(The task) Starting at the beginning of the records and ending at the line containing "x=487, y=461", write out every line again, requests included, with each coordinate in the answers shifted up by 127. Leave the numbers in the requests and their format samples unchanged.

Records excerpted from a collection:
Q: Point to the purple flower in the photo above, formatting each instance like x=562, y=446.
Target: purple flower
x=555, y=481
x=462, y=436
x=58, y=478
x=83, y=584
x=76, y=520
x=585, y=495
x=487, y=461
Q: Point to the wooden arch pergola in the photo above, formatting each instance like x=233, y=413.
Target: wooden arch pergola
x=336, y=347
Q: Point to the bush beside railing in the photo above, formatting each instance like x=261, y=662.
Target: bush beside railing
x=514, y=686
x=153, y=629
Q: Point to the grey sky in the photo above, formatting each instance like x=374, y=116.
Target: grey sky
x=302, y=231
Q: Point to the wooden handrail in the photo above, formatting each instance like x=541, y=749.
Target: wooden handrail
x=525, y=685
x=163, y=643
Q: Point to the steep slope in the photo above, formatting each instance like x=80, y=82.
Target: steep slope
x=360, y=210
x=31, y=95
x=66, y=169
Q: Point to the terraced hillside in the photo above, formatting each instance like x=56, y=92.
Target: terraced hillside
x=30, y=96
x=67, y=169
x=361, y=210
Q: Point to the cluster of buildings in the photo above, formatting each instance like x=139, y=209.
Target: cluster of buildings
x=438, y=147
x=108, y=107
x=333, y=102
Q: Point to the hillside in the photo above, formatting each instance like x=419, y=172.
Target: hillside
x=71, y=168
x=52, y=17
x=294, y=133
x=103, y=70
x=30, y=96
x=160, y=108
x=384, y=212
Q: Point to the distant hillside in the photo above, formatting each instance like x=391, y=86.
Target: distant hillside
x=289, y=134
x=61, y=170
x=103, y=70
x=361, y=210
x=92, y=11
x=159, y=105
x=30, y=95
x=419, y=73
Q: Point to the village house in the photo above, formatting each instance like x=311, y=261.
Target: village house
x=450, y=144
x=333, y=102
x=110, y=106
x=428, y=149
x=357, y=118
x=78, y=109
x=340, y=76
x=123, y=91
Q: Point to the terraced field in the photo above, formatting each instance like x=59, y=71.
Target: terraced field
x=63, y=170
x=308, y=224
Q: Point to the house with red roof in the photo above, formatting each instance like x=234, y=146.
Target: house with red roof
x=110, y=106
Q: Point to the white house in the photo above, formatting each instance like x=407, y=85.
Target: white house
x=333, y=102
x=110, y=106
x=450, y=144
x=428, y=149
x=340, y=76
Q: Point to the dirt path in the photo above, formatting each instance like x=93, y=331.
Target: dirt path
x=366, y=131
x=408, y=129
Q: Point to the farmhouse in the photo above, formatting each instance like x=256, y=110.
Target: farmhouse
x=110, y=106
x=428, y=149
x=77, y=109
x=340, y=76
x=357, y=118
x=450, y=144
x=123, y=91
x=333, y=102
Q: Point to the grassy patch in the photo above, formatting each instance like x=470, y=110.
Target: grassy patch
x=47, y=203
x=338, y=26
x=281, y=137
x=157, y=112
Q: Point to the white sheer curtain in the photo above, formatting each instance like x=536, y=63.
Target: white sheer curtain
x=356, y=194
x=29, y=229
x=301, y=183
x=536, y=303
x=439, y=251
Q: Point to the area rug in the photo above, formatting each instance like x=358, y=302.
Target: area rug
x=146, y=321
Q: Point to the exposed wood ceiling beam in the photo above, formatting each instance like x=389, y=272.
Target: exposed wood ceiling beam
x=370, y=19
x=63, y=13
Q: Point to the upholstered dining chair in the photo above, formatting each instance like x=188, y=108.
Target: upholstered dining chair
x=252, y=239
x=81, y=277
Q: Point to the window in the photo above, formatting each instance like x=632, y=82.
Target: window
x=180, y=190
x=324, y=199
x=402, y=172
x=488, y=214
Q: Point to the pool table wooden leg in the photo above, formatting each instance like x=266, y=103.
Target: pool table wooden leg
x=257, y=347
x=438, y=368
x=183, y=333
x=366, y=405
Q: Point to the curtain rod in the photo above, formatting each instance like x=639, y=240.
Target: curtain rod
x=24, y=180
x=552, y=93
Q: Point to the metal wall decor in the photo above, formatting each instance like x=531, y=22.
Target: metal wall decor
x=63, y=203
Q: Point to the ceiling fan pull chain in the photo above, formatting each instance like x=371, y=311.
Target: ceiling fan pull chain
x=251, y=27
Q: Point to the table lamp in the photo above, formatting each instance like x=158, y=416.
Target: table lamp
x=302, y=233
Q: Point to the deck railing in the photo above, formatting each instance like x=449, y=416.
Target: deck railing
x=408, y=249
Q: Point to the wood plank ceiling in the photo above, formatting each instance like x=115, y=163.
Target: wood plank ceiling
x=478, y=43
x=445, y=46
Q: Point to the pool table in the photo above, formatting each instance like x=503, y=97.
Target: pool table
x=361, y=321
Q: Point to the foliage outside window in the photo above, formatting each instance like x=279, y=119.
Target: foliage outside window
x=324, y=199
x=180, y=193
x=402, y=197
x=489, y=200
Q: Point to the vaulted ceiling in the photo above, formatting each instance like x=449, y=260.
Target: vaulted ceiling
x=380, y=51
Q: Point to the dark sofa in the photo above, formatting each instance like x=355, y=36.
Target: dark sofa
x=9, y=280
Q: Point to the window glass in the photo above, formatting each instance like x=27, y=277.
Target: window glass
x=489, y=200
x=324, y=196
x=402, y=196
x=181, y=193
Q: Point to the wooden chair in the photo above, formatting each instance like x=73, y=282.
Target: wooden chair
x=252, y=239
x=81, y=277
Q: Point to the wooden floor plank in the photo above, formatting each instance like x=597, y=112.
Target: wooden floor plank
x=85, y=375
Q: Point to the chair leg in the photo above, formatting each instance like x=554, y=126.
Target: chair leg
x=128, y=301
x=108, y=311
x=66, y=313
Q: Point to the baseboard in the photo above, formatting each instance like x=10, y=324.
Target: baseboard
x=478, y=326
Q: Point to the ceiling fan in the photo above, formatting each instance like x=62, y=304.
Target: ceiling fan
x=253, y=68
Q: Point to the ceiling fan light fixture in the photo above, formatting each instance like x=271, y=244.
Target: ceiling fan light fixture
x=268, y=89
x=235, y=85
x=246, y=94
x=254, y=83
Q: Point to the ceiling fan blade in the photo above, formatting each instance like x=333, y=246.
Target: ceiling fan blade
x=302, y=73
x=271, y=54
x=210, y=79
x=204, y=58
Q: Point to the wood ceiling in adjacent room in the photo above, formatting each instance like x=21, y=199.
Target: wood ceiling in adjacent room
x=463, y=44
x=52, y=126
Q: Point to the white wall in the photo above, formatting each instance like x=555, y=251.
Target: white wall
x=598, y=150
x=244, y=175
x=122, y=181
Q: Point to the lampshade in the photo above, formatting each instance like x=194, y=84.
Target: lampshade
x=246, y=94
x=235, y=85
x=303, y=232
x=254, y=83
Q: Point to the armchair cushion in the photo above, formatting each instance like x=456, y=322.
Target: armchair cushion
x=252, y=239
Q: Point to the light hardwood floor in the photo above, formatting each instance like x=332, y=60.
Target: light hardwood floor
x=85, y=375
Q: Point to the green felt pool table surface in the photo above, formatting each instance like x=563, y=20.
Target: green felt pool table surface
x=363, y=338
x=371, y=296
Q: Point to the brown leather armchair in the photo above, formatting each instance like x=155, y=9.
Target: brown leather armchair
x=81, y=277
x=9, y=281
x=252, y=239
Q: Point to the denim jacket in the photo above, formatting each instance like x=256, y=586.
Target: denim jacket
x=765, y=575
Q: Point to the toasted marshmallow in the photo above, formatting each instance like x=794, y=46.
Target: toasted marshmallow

(Result for this task)
Q: Point to the purple flower in the photo above, formatting each instance like x=562, y=446.
Target: purple flower
x=682, y=608
x=589, y=563
x=185, y=605
x=210, y=711
x=203, y=647
x=712, y=622
x=614, y=588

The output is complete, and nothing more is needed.